▶ TASK TO CARRY OUT
In the news article on Iraq's militias, copy the part from "The Defense Department's" up to and including "four central provinces.", switching "dozens" to "scores".

▶ SUPPLIED PASSAGE

-*-*-

Bloomberg, 13 December 2005
President George W. Bush's strategy for transforming Iraq is threatened by the growth of sectarian militias that are undercutting Iraq's nascent national army and fueling ethnic violence, according to analysts and former U.S. officials.
The Defense Department's intelligence agency says there are dozens of loosely organized Shiite armies in southern Iraq, Kurdish militias in the north that function like a regular army, and as many as 20,000 Sunni fighters who are part of the violent insurgency in Iraq's four central provinces.
Bush insisted yesterday that Iraq was moving steadily toward political unity even amid violence and turmoil. Fears ``that Iraq could break apart and fall into civil war'' are unjustified, he said during a speech in Philadelphia.
Some analysts don't share his optimism. ``The situation continues to deteriorate,'' said Anthony Cordesman of the Washington-based Center for Strategic and International Studies. ``It's a matter of the militias, new political organizations, Shiite groups'' and Iraqi security forces becoming ``forces for revenge or reprisal.''
Bush yesterday acknowledged recent examples of such violence, including a Sunni political party that said its offices were bombed and at least 10 members killed after the party announced it was fielding candidates for the Dec. 15 vote; and the discovery of Iraqi prisons where, Bush said, Sunnis ``appeared to have been tortured and beaten.''
First Allegiance
Leslie Gelb, former assistant secretary of state and former president of the New York-based Council on Foreign Relations, said most of the militias pay first allegiance to their ethnic or tribal group.
``It's not an Iraqi army,'' said Gelb, who visited Iraq for 10 days earlier this year. Kurds are loyal to Kurds, Shiite militias resembling ``mafia operations'' run the south, ``the central region has the insurgency, and Baghdad is all mixed up,'' he said.
Patrick Lang, former chief analyst for the Middle East at the Defense Intelligence Agency, said Iraq's different ethnic groups ``will not serve together'' in national army units.
``They tried it and it didn't work, and now they're going back to ethnically pure units,'' he said, citing Defense Department officials he declined to identify. Lang, a retired colonel in the Army's Green Berets, is now president of Global Resources Group, a Washington-based consulting firm.

-*-*-

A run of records
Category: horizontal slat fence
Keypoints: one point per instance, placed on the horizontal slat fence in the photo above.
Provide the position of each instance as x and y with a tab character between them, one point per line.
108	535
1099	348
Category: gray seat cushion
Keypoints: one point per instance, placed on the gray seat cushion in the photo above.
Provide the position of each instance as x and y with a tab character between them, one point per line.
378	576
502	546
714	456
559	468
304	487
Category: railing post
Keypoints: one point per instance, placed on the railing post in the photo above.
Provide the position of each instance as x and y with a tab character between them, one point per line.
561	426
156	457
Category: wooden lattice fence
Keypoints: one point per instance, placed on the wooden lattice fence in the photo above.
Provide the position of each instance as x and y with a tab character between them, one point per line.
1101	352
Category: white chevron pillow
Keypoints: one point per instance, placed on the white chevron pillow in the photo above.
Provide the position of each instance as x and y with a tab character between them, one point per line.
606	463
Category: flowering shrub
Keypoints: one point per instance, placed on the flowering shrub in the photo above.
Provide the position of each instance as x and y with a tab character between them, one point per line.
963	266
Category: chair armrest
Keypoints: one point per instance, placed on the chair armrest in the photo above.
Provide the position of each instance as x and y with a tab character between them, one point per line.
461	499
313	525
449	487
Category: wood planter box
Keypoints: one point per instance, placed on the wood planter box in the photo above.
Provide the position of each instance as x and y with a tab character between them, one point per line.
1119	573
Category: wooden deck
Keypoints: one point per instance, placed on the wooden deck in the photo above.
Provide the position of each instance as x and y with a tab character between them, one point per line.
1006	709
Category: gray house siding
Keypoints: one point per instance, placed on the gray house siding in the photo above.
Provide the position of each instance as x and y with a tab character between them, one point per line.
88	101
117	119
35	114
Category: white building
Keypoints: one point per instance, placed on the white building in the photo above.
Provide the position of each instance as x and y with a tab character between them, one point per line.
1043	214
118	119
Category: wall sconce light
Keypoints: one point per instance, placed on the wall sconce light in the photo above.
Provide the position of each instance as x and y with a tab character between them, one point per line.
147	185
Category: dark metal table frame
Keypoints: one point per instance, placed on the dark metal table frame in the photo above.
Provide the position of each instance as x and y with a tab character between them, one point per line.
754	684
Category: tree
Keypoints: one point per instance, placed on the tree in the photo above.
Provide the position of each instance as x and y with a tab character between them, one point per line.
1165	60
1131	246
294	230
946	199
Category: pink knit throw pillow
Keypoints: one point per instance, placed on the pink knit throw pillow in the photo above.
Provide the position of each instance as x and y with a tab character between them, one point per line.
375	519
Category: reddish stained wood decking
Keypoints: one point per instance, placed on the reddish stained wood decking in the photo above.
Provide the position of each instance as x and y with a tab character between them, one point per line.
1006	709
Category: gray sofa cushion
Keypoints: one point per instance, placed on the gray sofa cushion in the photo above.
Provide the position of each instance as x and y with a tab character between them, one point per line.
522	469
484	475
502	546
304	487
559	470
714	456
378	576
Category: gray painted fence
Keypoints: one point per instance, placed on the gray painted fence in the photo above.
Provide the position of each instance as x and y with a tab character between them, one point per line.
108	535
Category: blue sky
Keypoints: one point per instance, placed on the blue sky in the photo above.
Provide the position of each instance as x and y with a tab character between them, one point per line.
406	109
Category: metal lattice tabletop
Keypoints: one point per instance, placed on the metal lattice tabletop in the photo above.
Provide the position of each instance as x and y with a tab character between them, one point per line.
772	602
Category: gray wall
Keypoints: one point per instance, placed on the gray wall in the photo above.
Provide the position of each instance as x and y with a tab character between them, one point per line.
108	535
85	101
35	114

-*-*-

▶ THE REPLY
The Defense Department's intelligence agency says there are scores of loosely organized Shiite armies in southern Iraq, Kurdish militias in the north that function like a regular army, and as many as 20,000 Sunni fighters who are part of the violent insurgency in Iraq's four central provinces.